=== Data entries ===
━━━━━━━━━━━━━━━━━━━━

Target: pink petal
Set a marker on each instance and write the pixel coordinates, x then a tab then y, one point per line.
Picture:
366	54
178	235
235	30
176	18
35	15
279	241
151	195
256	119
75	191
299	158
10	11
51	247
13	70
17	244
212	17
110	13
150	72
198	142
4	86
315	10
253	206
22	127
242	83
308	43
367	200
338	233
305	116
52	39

━━━━━━━━━━━━━━━━━━━━

=== WHAT IS REQUIRED ===
Your task is to set down all of the entries exactly as they appear.

=== EXPECTED ANSWER ===
Target: pink petal
Set a marker on each instance and write the pixel coordinates, x then a tab then y, one point per line.
Picture:
366	54
178	235
235	30
176	18
35	15
279	241
151	195
256	119
75	191
299	158
10	11
51	247
13	70
17	244
212	17
110	13
150	72
198	142
4	86
315	10
253	206
22	127
242	83
308	43
367	200
338	233
305	116
52	39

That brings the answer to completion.